Entries pointing to named objects
==========
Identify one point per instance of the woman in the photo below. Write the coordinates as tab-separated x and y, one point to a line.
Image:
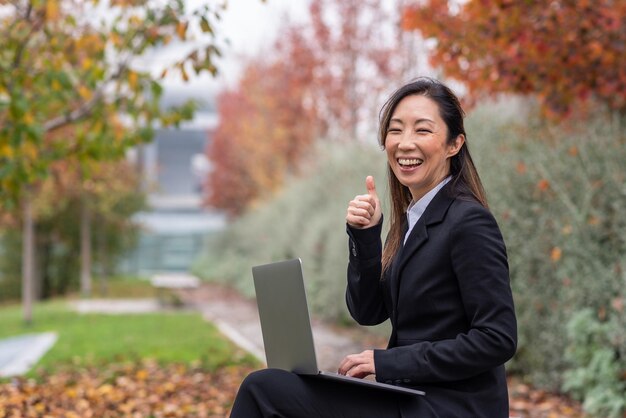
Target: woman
441	278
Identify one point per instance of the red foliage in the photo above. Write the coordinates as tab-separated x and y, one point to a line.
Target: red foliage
322	79
565	51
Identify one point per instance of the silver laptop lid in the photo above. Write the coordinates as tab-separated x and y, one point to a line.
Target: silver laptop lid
284	314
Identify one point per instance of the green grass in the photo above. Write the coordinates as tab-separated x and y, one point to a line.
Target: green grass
97	339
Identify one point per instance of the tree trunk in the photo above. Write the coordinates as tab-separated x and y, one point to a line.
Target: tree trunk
85	248
28	257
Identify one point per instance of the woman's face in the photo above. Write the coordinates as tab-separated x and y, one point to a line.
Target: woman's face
417	150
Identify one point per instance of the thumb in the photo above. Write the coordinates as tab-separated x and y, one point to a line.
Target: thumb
371	187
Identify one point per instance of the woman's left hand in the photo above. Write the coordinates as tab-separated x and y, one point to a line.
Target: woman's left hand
358	365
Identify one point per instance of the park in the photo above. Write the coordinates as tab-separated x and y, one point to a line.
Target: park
130	218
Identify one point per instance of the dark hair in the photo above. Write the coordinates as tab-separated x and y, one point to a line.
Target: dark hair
465	182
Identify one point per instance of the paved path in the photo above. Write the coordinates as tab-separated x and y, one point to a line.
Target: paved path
18	354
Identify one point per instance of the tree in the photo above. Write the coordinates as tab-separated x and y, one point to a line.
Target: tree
265	127
323	79
72	87
564	51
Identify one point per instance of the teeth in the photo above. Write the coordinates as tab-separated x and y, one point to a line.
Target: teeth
410	161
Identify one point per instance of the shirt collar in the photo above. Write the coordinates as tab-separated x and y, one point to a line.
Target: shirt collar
416	208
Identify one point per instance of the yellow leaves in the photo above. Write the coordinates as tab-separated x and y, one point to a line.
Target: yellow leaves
555	254
84	92
132	80
6	151
87	64
56	86
543	185
29	150
181	30
161	391
52	10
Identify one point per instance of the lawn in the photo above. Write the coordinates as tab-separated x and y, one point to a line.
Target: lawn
171	364
94	339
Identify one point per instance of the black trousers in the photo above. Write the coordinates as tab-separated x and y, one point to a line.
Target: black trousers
278	393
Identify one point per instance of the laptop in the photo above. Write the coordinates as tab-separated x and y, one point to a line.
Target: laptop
286	326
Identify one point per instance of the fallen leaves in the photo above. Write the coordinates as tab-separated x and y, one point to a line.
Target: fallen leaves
124	390
527	402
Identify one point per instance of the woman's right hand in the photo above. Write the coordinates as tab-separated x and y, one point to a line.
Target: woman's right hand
364	210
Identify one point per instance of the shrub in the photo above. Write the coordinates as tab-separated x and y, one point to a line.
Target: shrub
597	366
559	193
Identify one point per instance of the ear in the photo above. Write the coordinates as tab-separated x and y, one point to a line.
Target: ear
455	147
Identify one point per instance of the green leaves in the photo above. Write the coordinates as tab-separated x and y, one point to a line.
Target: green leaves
64	82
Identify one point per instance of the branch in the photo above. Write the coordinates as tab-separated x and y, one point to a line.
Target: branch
84	110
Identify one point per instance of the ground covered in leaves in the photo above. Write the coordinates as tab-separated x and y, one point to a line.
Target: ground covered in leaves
124	390
148	390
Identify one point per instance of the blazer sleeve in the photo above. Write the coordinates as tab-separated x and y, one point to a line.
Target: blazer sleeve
364	293
479	262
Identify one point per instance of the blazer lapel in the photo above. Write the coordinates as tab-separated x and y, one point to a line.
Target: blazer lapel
434	213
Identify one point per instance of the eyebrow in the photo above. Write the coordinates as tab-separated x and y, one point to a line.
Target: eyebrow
416	122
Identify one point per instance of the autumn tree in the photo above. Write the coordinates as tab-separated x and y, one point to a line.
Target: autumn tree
266	124
563	51
324	79
72	86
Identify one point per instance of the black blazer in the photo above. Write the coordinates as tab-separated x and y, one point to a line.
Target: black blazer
448	296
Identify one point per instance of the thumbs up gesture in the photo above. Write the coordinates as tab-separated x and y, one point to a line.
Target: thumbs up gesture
364	210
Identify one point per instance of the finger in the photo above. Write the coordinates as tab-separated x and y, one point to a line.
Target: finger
371	187
366	203
345	365
365	212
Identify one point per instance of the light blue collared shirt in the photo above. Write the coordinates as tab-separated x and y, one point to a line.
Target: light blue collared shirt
416	209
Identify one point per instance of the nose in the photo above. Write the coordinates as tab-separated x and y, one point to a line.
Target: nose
407	142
==========
• The problem
Arrange every line of the entries above as a Markdown table with a "Row" column for the row number and a "Line" column for the text, skipping blank lines. Leave the pictures out.

• Exercise result
| Row | Line |
|---|---|
| 1 | Identify one point per instance of the woman in the photo below. Write the coordinates as tab-separated x and y, one point to a line. |
| 2 | Image: |
| 3 | Target: woman |
| 4 | 441	278 |
| 5 | Identify one point per instance of the red foliage in the photo above. Write the coordinates as tab-separated x and y, one point to a line. |
| 6 | Target: red foliage |
| 7 | 322	79 |
| 8 | 565	51 |
| 9 | Identify one point per instance of the silver laptop lid in the photo above. Write the coordinates as tab-separated x and y, one point to a line. |
| 10 | Target: silver laptop lid |
| 11 | 284	314 |
| 12 | Identify one point per instance of the green grass in the photo above. Write the coordinates as tab-separated x and y, one point to a line. |
| 13 | Target: green grass |
| 14 | 97	339 |
| 15 | Identify one point per instance of the tree trunk in the photo above. Write the coordinates as tab-separated x and y, one point to a line. |
| 16 | Target: tree trunk |
| 17 | 85	248 |
| 18 | 28	257 |
| 19 | Identify one point per instance of the woman's face in the photo above. Write the coordinates as tab-separated x and y, one point to a line. |
| 20 | Target: woman's face |
| 21 | 417	150 |
| 22 | Identify one point per instance of the thumb in the photo above. Write the coordinates as tab-separated x and y, one point to a line. |
| 23 | Target: thumb |
| 24 | 371	187 |
| 25 | Identify one point per instance of the woman's left hand in the photo above. Write the coordinates as tab-separated x and y, one point to a line. |
| 26 | Target: woman's left hand |
| 27 | 358	365 |
| 28 | Identify one point per instance of the park in the photo above. Write the coordinates as tab-separated x and y, one point to a line. |
| 29 | Target: park |
| 30 | 130	218 |
| 31 | Identify one point per instance of the dark hair in the photo above. Write the coordinates as tab-separated x and y, one point to a line. |
| 32 | Target: dark hair |
| 33 | 465	182 |
| 34 | Identify one point per instance of the paved path in the photo above. Write the coordinates as tab-separated x and y, one point to a line. |
| 35 | Target: paved path |
| 36 | 18	354 |
| 37 | Identify one point per instance of the tree in the photo above. Write the coordinates as tab-separated x and y, one point to a line. |
| 38 | Target: tree |
| 39 | 265	127 |
| 40 | 323	79 |
| 41 | 72	87 |
| 42 | 564	51 |
| 43 | Identify one point per instance of the teeth in the photo above. Write the coordinates as tab-separated x and y, one point to a line. |
| 44 | Target: teeth |
| 45 | 410	161 |
| 46 | Identify one point per instance of the shirt collar in the photo above. Write the coordinates as tab-separated x and y, one point to a line. |
| 47 | Target: shirt collar |
| 48 | 416	208 |
| 49 | Identify one point per instance of the yellow leaves in the photo above. Write the coordinates as tab-separated x and y, one point to a line. |
| 50 | Target: yellow leaves |
| 51 | 555	254 |
| 52 | 84	92 |
| 53 | 132	80 |
| 54 | 6	151 |
| 55 | 87	64 |
| 56 | 56	86 |
| 57 | 543	185 |
| 58 | 29	150 |
| 59 | 181	30 |
| 60 | 161	391 |
| 61 | 52	10 |
| 62 | Identify one point per instance of the lawn in the photo above. Write the coordinates as tab-separated x and y, one point to a line. |
| 63 | Target: lawn |
| 64 | 171	364 |
| 65 | 94	339 |
| 66 | Identify one point per instance of the black trousers in the photo above. Write the coordinates as tab-separated x and y, one point to a line. |
| 67 | Target: black trousers |
| 68 | 278	393 |
| 69 | Identify one point per instance of the laptop in the photo above. Write the coordinates as tab-separated x and y, one point to a line. |
| 70 | Target: laptop |
| 71 | 286	326 |
| 72 | Identify one point per instance of the fallen leaves in the photo above. Write the coordinates as tab-separated x and y, one point to a line. |
| 73 | Target: fallen leaves |
| 74 | 124	390 |
| 75 | 527	402 |
| 76 | Identify one point per instance of the woman's right hand in the photo above. Write the coordinates as tab-separated x and y, one point to a line. |
| 77 | Target: woman's right hand |
| 78 | 364	210 |
| 79 | Identify one point per instance of the shrub in the photo above. Write the coordinates as tab-separated x and y, one point to a line. |
| 80 | Target: shrub |
| 81 | 597	366 |
| 82 | 559	193 |
| 83 | Identify one point per instance of the ear in the photo above. Write the coordinates as tab-separated x and y, one point to a line. |
| 84 | Target: ear |
| 85 | 455	147 |
| 86 | Identify one point per instance of the green leaves in the photo above. Write the coordinates as tab-separated x and y, one point to a line. |
| 87 | Target: green leaves |
| 88 | 64	82 |
| 89 | Identify one point per instance of the branch in the photo above. Write the coordinates as tab-separated x and y, one point to a line. |
| 90 | Target: branch |
| 91 | 84	110 |
| 92 | Identify one point per instance of the ground covered in leaves in the photo above. Write the coordinates as tab-separated x and y, one point to a line. |
| 93 | Target: ground covered in leaves |
| 94 | 124	390 |
| 95 | 148	390 |
| 96 | Identify one point per instance of the blazer sleeve in the photo above. Write the coordinates as tab-separated x and y, one point to a line. |
| 97 | Target: blazer sleeve |
| 98 | 364	293 |
| 99 | 479	262 |
| 100 | Identify one point per instance of the blazer lapel in the photo above. Write the coordinates as tab-separated x and y, one point to a line. |
| 101 | Target: blazer lapel |
| 102 | 434	213 |
| 103 | Identify one point per instance of the eyebrow in the photo above. Write the coordinates as tab-separated x and y, one point to a line. |
| 104 | Target: eyebrow |
| 105 | 416	122 |
| 106 | Identify one point per instance of the autumn tree in the photo above. Write the coordinates as tab-separated x and y, one point to a line. |
| 107 | Target: autumn tree |
| 108 | 266	124 |
| 109 | 563	51 |
| 110 | 324	79 |
| 111 | 72	86 |
| 112 | Identify one point per instance of the black blazer in the photo above. Write the coordinates as tab-separated x and y, one point to a line. |
| 113 | Target: black blazer |
| 114 | 448	296 |
| 115 | Identify one point per instance of the thumbs up gesture in the photo above. Write the coordinates as tab-separated x and y, one point to a line. |
| 116 | Target: thumbs up gesture |
| 117 | 364	210 |
| 118 | Identify one point per instance of the finger in the photo above. Write the coordinates as tab-separated x and y, one point to a line. |
| 119 | Target: finger |
| 120 | 371	187 |
| 121 | 366	203 |
| 122 | 345	365 |
| 123 | 365	212 |
| 124 | Identify one point per instance of the light blue collared shirt in the photo above. Write the coordinates as tab-separated x and y, one point to a line. |
| 125 | Target: light blue collared shirt |
| 126 | 416	209 |
| 127 | Identify one point per instance of the nose in the photo above. Write the coordinates as tab-separated x and y, one point to a line. |
| 128 | Target: nose |
| 129 | 407	142 |